[Instruction 1]: Decide whether each statement agrees with the text on coating aluminum fin stock below: (a) the data in the detailed description came from a convective industrial furnace; (b) a metal surface gets hotter in a convective furnace than in a nonconvective one; (c) the text names the alloy compositions suited to the fin stock. Answer yes or no for each, and quote the words of the text that decide it.
[Instruction 2]:
Using the text on coating aluminum fin stock below, answer these questions:
(a) What temperature does the text call the "oven temperature"?
(b) What are the heat exchanger fins made from the fin stock used in?
(c) To what state has fin stock been rolled?
[Instruction 3]: Extend the text on coating aluminum fin stock below, picking up after its final sentence.

-- BEGIN Selection --

The "peak metal temperature," as referred to herein, is the highest
temperature reached by the metal sheet during the heating step, while the
"oven temperature" is the temperature set on the control of the oven or
furnace employed to provide the heating. It will be appreciated that
although two ovens or furnaces can be set at the same temperature setting,
the metal surface does not necessarily reach the same maximum temperature
in each. For example, in a convective furnace, the metal surface will
reach a higher temperature than in a nonconvective furnace. The data given
in the detailed description below were obtained using a nonconvective
laboratory furnace, but in industrial practice a moving web or sheet of
aluminum will pass through a convective furnace.
The articles coated in accordance with the invention, in each of the
abovedescribed embodiments, may be aluminum sheet articles. In particular,
the invention has been found highly advantageous for the coating of
aluminum fin stock as used to produce heat exchanger fins for air
conditioners. The coated surfaces of the fin stock or other aluminum sheet
are satisfactorily hydrophilic and corrosion resistant, and these
properties are maintained over extended periods of use in exposure to
water.
In additional aspects, the invention contemplates the provision of
compositions and methods for producing a hydrophilic and corrosion
resistant coating as described above on surfaces of aluminum articles,
including aluminum sheet, and in particular aluminum fin stock.
Further features and advantages of the invention will be apparent from the
detailed description hereinbelow set forth.
DETAILED DESCRIPTION
For purposes of specific illustration, the invention will be particularly
described with reference to the provision of hydrophilically coated
aluminum fin stock for air conditioner heat exchangers. Such fin stock is
aluminum sheet which has been rolled to final gauge and is ready for
cutting to form heat-exchanger fins; suitable alloy compositions, gauges,
and tempers of such stock are well-known in the art and accordingly need
not be further specified. Thus, exemplary products of the invention are
fin stock sheets bearing hydrophilic, corrosion resistant coatings in
accordance with the invention; when the fin stock is cut and formed into
fins, these coatings are retained on the fin surfaces to impart the
desired hydrophilic and corrosion resistant properties thereto. However,
while the coating of aluminum fin stock represents a currently important
commercial application of the invention, it is to be understood that in a
broader sense the invention may be employed in coating a wide variety of
aluminum articles, notably including sheet articles, for which a
hydrophilic coating that is also corrosion resistant is desired.

-- END Selection --
-- BEGIN Recorded data --

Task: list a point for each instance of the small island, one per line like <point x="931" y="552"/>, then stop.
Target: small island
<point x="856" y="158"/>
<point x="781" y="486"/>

-- END Recorded data --

[Final answer 1]:
(a) No: "The data given in the detailed description below were obtained using a nonconvective laboratory furnace"
(b) Yes: "in a convective furnace, the metal surface will reach a higher temperature than in a nonconvective furnace"
(c) No: "suitable alloy compositions, gauges, and tempers of such stock are well-known in the art and accordingly need not be further specified"

[Final answer 2]:
(a) The temperature set on the control of the oven or furnace employed to provide the heating.
(b) Air conditioners.
(c) It has been rolled to final gauge and is ready for cutting to form heat-exchanger fins.

[Final answer 3]:
The invention contemplates the provision of a coating feed (i.e. liquid
coating material or composition, ready for application to aluminum fin
stock or other aluminum surfaces) comprising, in an aqueous vehicle,
effective minor amounts of nitrilotrismethylenetriphosphonic acid,
phosphoric acid, and borate material of the group consisting of zinc
borate and sodium borate, preferably also including an effective minor
amount of polyacrylic acid, and essentially free of silica, alumina and
precursors thereof. An effective minor amount of a surfactant is usually
or preferably also incorporated in the formulation, to promote wetting of
surfaces incident to application.
The several ingredients of the coating composition will now be further
described.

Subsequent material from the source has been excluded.